▸ **Request a**:
Answer these questions about the Sondheim mail archive message, one answer per line, marked (i), (ii), (iii):
(i) What is the title of the book that appeared fifteen years ago, and which press published it?
(ii) According to the message, where is almost all of the writer's writing?
(iii) How does the writer ask interested readers to reply?

▸ **Text passage**:
#####

The Alan Sondheim Mail Archive

November 5, 2003


I'm writing to ask if anyone would be interested in publishing a book of
mine - any book. The last book of my work that appeared (besides .echo
which is only online publish-on-demand) was fifteen years ago, Disorders
of the Real, Station Hill Press. I've had numerous offers since then, and
every one has fallen through. I've had a couple of chapbooks out, one of
which never made it to the public. I would love to have a work that could
actually appear with an isbn number in a bookstore.

Almost all of my writing is online which doesn't preclude print in the
slightest; when my work has appeared in anthologies, it looks fine. And I
do my best (through anthologies I've edited, poetry/media series I've
helped run etc.) to support the writing community myself.

One book fifteen years ago, before my net writing or codework, seems
relatively meagre. If you're interested, you can have whatever profits
there might be (of course none), and my gratitude for your support. Please
write me back-channel; I'm embarrassed enough to inquire here.

- Alan

Don't listen to me.

#####

▸ **Request b**: Update the rows from the line with "Guideline: one keypoint for each instance of the older" to the line with "Query: suit jacket", replacing every "white" with "off-white" and leaving all else unchanged. Give back only those lines.

▸ **Task input**:
#####

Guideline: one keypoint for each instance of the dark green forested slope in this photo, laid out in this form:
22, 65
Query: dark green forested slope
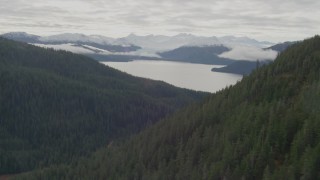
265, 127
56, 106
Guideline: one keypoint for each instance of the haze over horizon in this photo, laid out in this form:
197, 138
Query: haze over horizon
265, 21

#####

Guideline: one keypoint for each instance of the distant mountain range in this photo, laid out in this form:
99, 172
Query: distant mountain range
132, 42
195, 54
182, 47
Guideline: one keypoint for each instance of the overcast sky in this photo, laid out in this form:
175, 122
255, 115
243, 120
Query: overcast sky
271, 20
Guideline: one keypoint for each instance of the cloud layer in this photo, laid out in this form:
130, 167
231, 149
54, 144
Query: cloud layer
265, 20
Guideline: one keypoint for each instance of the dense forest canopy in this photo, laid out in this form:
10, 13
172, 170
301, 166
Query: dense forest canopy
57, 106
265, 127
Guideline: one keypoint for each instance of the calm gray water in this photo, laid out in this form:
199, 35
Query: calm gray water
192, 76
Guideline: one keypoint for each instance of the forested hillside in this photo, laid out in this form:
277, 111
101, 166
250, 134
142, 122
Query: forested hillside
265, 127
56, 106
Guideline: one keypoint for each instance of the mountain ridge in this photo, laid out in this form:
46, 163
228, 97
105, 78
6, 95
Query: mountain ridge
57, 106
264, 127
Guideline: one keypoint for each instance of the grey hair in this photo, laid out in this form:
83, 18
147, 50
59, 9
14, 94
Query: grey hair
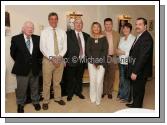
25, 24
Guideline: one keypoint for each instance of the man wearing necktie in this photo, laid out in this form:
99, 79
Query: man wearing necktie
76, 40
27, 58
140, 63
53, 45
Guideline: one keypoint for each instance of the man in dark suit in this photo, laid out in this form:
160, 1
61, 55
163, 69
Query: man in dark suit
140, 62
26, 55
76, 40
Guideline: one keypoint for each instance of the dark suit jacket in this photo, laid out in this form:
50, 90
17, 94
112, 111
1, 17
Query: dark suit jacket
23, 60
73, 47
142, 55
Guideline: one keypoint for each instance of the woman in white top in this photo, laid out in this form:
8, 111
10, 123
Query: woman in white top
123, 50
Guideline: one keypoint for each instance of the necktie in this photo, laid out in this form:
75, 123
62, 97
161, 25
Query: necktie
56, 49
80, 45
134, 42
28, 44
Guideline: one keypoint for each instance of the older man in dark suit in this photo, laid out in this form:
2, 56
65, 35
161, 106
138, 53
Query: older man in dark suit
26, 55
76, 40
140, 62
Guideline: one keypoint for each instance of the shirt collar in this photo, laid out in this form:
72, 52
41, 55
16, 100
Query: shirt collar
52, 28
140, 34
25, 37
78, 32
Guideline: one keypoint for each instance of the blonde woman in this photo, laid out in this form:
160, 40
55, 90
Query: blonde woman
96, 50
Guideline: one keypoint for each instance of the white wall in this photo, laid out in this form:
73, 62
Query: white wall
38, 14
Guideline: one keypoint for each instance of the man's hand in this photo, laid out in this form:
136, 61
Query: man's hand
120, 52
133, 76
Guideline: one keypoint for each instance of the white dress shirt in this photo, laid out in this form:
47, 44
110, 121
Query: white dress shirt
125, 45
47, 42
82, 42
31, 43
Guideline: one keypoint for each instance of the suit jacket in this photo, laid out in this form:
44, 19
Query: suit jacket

#####

▸ **Written reply a**:
(i) Disorders of the Real, Station Hill Press
(ii) Online
(iii) Back-channel

▸ **Written reply b**:
Guideline: one keypoint for each instance of the older man in dark suit in this photo, laid out in this form:
2, 56
65, 35
161, 106
138, 53
Query: older man in dark suit
26, 55
76, 40
140, 62
Guideline: one keypoint for each instance of the shirt collar in this photo, laid out in this form:
72, 52
41, 55
16, 100
Query: shirt collar
52, 28
140, 34
25, 37
78, 32
Guideline: one keypoint for each instance of the blonde woman in this photo, laid out in this form:
160, 40
55, 90
Query: blonde woman
96, 50
Guideline: one keypoint for each instance of the off-white wall in this photo, laid out in this form:
73, 62
Query: off-white wall
38, 14
Guideline: one keypoint for each instance of the man's hand in this photo, laid out in this form:
136, 61
Query: man's hand
120, 52
133, 76
Guideline: one keypoint for each instance of the off-white dress shirt in this photo, laid out in this form:
47, 44
110, 121
Query: off-white dress shirt
125, 45
47, 42
82, 42
31, 43
Guideline: one keypoint for each instance of the suit jacket in this photo, laid out in this form:
44, 19
Query: suit jacket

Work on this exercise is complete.